**EXTRACT**:
· · · · ·

# Loop 28 Analysis: Understanding the CV-LB Gap

**Current State:**
- Best CV: 0.008465 (exp_026)
- Best LB: 0.0887 (exp_026)
- Target: 0.01727
- CV-LB ratio: ~10.5x
- Linear fit: LB = 4.22*CV + 0.0533 (R²=0.96)

**Critical Insight:**
The intercept (0.0533) is 3x higher than target (0.01727). This means even with CV=0, predicted LB would be 0.0533.

**Latest Experiment (exp_027):**
- Tested simpler features (23 vs 145) - FAILED
- CV 0.009150 (8.09% worse than exp_026)
- DRFP features ARE valuable

**Key Question:**
What can we do to REDUCE the CV-LB gap, not just improve CV?

In [None]:
import numpy as np
import pandas as pd
import matplotlib.pyplot as plt
from scipy import stats

# All 10 submissions with CV and LB scores
submissions = [
    {'id': 'exp_000', 'cv': 0.011081, 'lb': 0.09816},
    {'id': 'exp_001', 'cv': 0.012297, 'lb': 0.10649},
    {'id': 'exp_003', 'cv': 0.010501, 'lb': 0.09719},
    {'id': 'exp_005', 'cv': 0.01043, 'lb': 0.09691},
    {'id': 'exp_006', 'cv': 0.009749, 'lb': 0.09457},
    {'id': 'exp_007', 'cv': 0.009262, 'lb': 0.09316},
    {'id': 'exp_009', 'cv': 0.009192, 'lb': 0.09364},
    {'id': 'exp_012', 'cv': 0.009004, 'lb': 0.09134},
    {'id': 'exp_024', 'cv': 0.008689, 'lb': 0.08929},
    {'id': 'exp_026', 'cv': 0.008465, 'lb': 0.08875},
]

df = pd.DataFrame(submissions)
print('All submissions:')
print(df.to_string(index=False))

# Linear fit
cv = df['cv'].values
lb = df['lb'].values
slope, intercept, r_value, p_value, std_err = stats.linregress(cv, lb)
print(f'\nLinear fit: LB = {slope:.4f} * CV + {intercept:.5f}')
print(f'R² = {r_value**2:.4f}')

In [None]:
# Analyze the residuals - which experiments deviate from the linear fit?
print('=== Residual Analysis ===')
predicted_lb = slope * cv + intercept
residuals = lb - predicted_lb

for i, row in df.iterrows():
    print(f'{row["id"]}: Residual = {residuals[i]:.5f} ({"better" if residuals[i] < 0 else "worse"} than predicted)')

print(f'\nBest residual: {df.iloc[residuals.argmin()]["id"]} ({residuals.min():.5f})')
print(f'Worst residual: {df.iloc[residuals.argmax()]["id"]} ({residuals.max():.5f})')

· · · · ·

(Extracted records)
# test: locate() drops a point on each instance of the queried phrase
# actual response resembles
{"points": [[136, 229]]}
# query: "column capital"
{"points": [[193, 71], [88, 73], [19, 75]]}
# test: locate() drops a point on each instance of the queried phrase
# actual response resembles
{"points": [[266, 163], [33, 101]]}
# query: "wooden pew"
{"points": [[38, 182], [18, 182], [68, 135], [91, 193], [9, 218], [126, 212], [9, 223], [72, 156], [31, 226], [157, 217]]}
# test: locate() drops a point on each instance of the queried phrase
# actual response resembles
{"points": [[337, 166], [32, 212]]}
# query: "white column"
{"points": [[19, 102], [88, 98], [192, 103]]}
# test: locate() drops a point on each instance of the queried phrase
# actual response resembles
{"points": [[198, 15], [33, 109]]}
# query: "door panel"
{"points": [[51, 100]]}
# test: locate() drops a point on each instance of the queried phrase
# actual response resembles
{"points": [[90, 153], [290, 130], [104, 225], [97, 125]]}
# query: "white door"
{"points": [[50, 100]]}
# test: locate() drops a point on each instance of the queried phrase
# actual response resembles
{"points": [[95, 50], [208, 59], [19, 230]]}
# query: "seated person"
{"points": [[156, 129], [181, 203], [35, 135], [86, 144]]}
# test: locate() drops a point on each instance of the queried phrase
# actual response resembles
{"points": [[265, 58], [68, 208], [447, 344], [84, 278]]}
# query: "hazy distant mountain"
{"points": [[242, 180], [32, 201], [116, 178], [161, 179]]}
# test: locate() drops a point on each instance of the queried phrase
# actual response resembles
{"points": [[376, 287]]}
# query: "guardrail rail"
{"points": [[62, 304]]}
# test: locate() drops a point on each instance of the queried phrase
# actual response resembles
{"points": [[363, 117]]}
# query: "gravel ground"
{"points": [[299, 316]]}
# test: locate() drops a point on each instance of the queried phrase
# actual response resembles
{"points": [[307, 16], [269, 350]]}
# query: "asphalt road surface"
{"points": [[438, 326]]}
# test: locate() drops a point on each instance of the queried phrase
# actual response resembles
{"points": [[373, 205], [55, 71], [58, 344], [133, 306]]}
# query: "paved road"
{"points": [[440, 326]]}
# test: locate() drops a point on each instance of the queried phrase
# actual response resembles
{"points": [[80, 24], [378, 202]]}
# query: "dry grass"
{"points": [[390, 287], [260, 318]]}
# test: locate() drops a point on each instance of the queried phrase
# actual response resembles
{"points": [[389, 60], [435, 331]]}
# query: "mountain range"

· · · · ·

**GOAL**:
Summarize the Loop 28 analysis above in two sentences.

**ANSWER IN FULL**:
Experiment exp_026 holds both the best CV (0.008465) and the best LB (0.0887) against a target of 0.01727, but a linear fit of LB = 4.22*CV + 0.0533 has an intercept three times the target, so even a CV of 0 would predict an LB of 0.0533. The latest experiment, exp_027, tried simpler features (23 instead of 145) and scored a CV of 0.009150, 8.09% worse than exp_026, which shows that the DRFP features are valuable.